Problem requirements:
Quote, word for word, everything in the material below from the line containing "point: forehead -- drop" down to the line containing "column 348, row 597", including both of those lines.

Listed entries:
-------------------------

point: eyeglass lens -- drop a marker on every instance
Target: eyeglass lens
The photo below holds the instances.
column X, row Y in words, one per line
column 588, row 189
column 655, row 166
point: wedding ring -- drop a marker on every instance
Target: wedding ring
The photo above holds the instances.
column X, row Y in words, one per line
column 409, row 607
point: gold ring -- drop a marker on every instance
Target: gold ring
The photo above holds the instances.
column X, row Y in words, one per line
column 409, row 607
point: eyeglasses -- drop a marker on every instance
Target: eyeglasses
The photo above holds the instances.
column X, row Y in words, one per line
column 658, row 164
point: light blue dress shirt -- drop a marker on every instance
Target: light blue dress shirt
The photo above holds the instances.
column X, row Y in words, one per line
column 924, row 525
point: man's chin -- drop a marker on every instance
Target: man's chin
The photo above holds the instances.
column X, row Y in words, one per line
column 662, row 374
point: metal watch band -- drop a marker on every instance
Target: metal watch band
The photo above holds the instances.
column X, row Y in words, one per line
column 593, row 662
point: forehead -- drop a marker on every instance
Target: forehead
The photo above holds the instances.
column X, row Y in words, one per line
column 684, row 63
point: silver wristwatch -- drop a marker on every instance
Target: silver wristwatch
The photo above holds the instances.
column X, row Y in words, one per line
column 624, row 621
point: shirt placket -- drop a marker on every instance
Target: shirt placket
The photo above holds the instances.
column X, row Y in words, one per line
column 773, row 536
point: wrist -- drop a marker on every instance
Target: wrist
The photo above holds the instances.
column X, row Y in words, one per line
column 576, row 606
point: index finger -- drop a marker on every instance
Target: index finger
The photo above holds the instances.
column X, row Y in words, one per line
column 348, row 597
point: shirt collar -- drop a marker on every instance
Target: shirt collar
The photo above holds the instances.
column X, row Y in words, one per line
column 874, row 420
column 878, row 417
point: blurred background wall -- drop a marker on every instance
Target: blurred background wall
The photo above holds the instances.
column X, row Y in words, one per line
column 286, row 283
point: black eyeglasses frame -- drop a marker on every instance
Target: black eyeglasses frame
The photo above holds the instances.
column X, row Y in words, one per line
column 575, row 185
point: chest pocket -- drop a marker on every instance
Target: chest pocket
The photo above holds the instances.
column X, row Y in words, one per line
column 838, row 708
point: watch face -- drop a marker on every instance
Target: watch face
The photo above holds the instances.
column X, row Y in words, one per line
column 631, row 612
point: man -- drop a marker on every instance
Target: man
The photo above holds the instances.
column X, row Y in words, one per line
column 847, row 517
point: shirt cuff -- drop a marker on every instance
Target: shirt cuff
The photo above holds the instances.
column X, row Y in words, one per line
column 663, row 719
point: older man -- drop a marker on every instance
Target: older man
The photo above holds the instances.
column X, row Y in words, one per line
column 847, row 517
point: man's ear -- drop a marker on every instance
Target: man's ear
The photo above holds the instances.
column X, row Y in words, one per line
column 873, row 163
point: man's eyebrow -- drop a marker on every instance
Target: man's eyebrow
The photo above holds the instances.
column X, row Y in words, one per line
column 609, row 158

-------------------------

Finished exercise:
point: forehead -- drop a marker on every instance
Target: forehead
The photo above holds the instances.
column X, row Y in words, one per line
column 684, row 63
point: silver wristwatch -- drop a marker on every instance
Target: silver wristwatch
The photo above holds the instances.
column X, row Y in words, one per line
column 624, row 621
point: shirt placket -- drop a marker on every instance
Target: shirt placket
The photo above holds the instances.
column X, row Y in words, one per line
column 773, row 536
point: wrist -- drop a marker on every instance
Target: wrist
The photo above holds the instances.
column X, row Y in words, one per line
column 576, row 606
point: index finger -- drop a marker on every instance
Target: index finger
The photo above holds the instances.
column X, row Y in words, one per line
column 348, row 597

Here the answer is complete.